## SUPPLIED TEXT
◆ ◆ ◆ ◆

Rules in each chain are read first to last, and the first match wins. If a packet does not match any rule in a chain, the policy of the chain applies.

Configuration Utilities

Because of the inherent complexity of the netfilter management, many tools have been created to help alleviate the burden on systems administrators. The CentOS system-config-firewall, the Ubuntu gufw, and the OpenSUSE yast firewall are examples of configuration utilities.

Each distribution has its own GUI or TUI mode firewall tool.

There are also generic tools like shorewall, which wrap the complexity of iptables/netfilter in an API.

The latest addition to firewall management is firewalld. The firewalld tool is available in most of the recent distributions.

netfilter Hooks

nftables is an update to packet filtering for the netfilter framework. nftables replaces:

  • iptables
  • ip6tables -arptables
  • ebtables

Most of the concepts from netfilter apply to nftables. One major change is the hooks into the network stack. In netfilter the hooks are pre-defined and known as filter, raw, nat, etc.

In nftables the hooks are not connected by default. The hooks have to be connected to chains by the administrator, as they are not pre-configured.

There are hooks for several types of packets such as:

  • ip - IPv4 address family
  • ip6 - IPv6 address family
  • inet - Internet (IPv4/IPv6) address family
  • arp - ARP family, handling IPv4 ARP
  • bridge - Handles packets transversing a bridge device.
  • netdev - netdev address family, handling packets from ingress.

nftables Configuration Structure

Once the requirements are known, the configuration can be added, building the structure as needed. In our example on the next page, the requirements are sparse and intended only as examples. You could add the configuration in a number of ways:

Using nft commands: The commands can be issued one at a time from the command line.

◆ ◆ ◆ ◆

## EXERCISE TASK 1
List every address family that the passage on netfilter and nftables above names as having hooks.
## EXERCISE TASK 2
Carry the passage on netfilter and nftables above forward from its final sentence, writing the next part in the same style.

◆ ◆ ◆ ◆

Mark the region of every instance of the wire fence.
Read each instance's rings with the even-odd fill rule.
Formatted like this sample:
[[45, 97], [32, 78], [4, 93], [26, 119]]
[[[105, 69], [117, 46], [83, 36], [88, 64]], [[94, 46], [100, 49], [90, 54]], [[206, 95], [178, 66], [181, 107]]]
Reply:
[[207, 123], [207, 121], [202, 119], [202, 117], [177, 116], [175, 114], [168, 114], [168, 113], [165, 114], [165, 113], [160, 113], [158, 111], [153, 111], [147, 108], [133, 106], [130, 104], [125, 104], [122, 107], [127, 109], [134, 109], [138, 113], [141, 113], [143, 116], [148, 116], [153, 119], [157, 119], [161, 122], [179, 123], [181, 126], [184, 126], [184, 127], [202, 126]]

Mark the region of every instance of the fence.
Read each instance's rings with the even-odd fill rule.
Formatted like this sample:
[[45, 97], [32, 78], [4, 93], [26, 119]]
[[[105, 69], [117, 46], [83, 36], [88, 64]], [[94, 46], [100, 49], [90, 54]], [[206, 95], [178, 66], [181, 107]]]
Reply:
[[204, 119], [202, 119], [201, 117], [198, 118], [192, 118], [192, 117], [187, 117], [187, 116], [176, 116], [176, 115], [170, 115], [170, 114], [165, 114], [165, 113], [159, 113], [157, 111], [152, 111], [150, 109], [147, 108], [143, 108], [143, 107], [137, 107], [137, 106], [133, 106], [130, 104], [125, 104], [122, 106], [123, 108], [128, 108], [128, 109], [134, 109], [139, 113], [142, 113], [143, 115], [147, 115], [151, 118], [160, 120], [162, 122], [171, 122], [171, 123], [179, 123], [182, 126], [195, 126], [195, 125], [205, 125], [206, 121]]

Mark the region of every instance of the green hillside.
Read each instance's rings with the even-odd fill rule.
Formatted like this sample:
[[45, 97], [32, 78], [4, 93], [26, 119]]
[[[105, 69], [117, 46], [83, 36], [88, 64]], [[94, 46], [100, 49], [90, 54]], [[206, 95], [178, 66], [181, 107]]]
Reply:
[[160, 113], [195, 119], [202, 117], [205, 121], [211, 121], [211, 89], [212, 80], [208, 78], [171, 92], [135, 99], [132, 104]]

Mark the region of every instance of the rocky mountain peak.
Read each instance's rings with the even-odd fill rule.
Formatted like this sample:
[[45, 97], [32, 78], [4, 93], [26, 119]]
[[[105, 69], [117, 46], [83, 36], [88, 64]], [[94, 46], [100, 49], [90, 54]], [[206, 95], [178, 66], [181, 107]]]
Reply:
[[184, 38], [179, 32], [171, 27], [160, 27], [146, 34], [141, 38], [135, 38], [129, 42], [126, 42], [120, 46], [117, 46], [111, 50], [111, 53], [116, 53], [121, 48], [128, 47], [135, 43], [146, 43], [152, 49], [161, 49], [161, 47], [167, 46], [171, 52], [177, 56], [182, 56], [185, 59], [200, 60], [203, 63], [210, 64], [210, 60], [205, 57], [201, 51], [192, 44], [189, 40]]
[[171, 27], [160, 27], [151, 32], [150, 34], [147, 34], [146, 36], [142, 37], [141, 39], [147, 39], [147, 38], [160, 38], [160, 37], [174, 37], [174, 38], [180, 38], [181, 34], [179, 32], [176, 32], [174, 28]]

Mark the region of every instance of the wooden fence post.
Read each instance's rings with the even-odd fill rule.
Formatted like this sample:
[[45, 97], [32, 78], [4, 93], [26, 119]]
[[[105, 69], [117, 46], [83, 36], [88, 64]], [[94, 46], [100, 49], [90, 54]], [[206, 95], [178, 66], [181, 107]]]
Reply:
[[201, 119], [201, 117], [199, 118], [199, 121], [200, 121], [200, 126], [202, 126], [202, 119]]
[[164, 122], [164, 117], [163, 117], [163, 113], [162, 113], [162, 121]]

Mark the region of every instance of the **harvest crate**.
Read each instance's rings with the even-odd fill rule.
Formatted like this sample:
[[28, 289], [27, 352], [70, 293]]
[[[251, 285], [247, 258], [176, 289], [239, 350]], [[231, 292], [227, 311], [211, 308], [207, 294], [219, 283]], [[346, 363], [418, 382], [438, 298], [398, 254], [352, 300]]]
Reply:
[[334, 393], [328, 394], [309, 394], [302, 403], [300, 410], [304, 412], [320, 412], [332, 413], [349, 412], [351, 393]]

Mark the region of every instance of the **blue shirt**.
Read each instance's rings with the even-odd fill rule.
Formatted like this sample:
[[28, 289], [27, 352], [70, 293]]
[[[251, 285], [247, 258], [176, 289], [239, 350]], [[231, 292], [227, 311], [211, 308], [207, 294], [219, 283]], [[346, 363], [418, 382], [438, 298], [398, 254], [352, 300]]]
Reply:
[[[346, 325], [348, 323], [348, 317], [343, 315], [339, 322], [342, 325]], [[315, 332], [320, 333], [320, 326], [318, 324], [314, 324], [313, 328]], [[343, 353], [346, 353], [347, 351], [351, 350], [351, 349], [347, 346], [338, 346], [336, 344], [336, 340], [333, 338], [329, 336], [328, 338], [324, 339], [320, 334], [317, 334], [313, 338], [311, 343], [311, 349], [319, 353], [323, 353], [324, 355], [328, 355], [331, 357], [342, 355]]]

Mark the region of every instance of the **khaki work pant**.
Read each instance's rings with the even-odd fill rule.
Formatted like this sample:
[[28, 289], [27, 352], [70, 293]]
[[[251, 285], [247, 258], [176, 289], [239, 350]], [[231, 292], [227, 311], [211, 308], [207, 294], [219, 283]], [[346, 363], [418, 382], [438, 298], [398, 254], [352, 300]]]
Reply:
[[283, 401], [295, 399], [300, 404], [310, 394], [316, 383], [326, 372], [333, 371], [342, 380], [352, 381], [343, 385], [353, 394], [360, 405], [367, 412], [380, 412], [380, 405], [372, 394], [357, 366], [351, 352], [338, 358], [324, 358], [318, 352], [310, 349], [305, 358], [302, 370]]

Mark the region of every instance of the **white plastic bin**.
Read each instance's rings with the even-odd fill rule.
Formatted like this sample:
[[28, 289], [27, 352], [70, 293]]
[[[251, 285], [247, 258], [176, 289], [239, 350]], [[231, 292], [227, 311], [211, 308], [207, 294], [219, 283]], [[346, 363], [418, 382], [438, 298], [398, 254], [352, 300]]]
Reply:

◆ ◆ ◆ ◆

## TASK RESULT 1
- ip: IPv4 address family
- ip6: IPv6 address family
- inet: Internet (IPv4/IPv6) address family
- arp: ARP family, handling IPv4 ARP
- bridge: handles packets traversing a bridge device
- netdev: netdev address family, handling packets from ingress

## TASK RESULT 2
Using nft shell: A non-interactive shell is available that will process through a file. The format of the file is the same as the nft commands with the nft removed.

Using nft -f filename: An atomic method of changing the nftables configuration. The command uses an input file formatted like the output of the list command. Here is an example of save, flush, restore, a table configuration:

nft list table inet filter_it > nft.conf
nft flush ruleset
nft -f nft.conf

nft Administration Interfaces

One of the common firewall configuration programs, firewalld, is compatible with nftables.

To switch from iptables to nftables set the option FirewallBackend=nftables in the /etc/firewalld/firewalld/conf file. Most distributions have it compiled by default for firewalld set to iptables and the option may not appear in the file.

With the support of nftables in firewalld, the interface options include a GUI and a CLI beyond the basic nft command.

nft File Locations

It's very important to know that locations may change, so make sure to check your distribution.

The key file locations for nft in the Fedora 30 release are the systemd top level configuration file /usr/lib/systemd/system/nftables.service, which points to the nft configuration file, /etc/sysconfig/nftables.conf file, that includes the configuration files in the directory /etc/nftables/*.nft.